*WHAT YOU SHOULD DO:* Print the listing below word for word, keeping every line unchanged.

═══ EXTRACTED INFORMATION ═══

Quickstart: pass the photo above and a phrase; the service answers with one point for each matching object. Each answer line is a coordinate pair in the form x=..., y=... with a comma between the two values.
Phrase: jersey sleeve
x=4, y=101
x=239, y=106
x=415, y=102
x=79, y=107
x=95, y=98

═══

*THE OUTPUT:*
Quickstart: pass the photo above and a phrase; the service answers with one point for each matching object. Each answer line is a coordinate pair in the form x=..., y=... with a comma between the two values.
Phrase: jersey sleeve
x=4, y=101
x=239, y=106
x=415, y=102
x=79, y=107
x=95, y=98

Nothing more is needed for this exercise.